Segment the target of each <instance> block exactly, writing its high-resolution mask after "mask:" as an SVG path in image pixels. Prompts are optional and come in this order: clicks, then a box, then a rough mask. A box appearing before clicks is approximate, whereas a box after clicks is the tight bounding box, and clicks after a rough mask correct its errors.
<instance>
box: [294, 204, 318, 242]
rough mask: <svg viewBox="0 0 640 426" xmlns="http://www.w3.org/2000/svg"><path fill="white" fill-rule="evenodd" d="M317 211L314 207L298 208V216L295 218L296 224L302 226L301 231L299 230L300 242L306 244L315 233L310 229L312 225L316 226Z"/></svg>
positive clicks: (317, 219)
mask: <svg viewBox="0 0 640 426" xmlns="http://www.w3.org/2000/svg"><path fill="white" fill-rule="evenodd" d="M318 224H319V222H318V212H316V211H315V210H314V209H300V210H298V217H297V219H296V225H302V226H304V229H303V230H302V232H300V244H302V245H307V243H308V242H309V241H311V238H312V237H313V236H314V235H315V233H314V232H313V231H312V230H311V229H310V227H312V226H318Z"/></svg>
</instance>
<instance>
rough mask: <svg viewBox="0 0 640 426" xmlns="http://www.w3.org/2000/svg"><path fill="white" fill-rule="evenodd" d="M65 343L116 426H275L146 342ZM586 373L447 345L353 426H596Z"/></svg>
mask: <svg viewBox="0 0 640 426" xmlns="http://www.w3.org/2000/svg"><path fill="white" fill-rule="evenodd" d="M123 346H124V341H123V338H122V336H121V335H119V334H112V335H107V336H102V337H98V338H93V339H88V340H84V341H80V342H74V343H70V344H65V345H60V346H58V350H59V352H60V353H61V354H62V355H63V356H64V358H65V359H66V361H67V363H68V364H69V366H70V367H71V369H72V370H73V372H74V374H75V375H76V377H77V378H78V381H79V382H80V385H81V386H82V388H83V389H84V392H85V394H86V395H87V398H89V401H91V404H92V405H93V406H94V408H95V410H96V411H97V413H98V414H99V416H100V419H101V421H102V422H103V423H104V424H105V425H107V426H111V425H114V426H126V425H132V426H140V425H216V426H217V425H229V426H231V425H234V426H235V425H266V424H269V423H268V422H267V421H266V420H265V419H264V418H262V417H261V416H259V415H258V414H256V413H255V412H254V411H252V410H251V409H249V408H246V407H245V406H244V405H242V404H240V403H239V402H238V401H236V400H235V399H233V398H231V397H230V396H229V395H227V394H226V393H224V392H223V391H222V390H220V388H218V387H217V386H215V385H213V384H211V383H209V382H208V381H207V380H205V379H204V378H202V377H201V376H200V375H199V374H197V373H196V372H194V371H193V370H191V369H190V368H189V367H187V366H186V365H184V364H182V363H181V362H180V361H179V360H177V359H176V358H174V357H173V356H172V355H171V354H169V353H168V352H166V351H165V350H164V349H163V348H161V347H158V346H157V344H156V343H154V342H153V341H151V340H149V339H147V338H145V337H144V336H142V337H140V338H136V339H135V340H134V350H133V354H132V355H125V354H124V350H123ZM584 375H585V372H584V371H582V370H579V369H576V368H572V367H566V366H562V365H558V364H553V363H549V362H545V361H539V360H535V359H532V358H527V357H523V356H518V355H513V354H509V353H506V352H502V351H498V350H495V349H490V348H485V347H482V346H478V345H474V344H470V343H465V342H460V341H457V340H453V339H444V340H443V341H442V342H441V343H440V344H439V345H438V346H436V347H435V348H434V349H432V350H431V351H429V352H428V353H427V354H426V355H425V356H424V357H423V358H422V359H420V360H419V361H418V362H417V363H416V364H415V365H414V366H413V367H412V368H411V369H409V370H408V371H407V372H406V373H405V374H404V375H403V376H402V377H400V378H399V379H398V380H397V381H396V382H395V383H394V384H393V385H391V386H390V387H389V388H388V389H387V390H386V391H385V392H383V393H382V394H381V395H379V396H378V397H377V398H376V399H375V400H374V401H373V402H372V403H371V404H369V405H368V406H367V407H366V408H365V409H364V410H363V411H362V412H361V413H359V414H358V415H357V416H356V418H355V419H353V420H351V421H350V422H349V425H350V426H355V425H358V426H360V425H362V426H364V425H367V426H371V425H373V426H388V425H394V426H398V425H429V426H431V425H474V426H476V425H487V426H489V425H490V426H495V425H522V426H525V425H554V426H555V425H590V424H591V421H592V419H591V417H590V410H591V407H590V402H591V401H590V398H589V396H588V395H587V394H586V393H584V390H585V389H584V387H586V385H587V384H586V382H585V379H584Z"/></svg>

Task details - Working from the entries above, filter out every line that lacks "instance" and copy what remains.

Solution for this task -
Segment the target of each <instance> block exactly, writing its high-resolution mask after "mask:" as an SVG path in image pixels. Prompts are optional and come in this order: clicks, then a box, then a rough mask. A box appearing before clicks is approximate, whereas a box after clicks is the tight bounding box, and clicks after a rough mask correct its errors.
<instance>
</instance>
<instance>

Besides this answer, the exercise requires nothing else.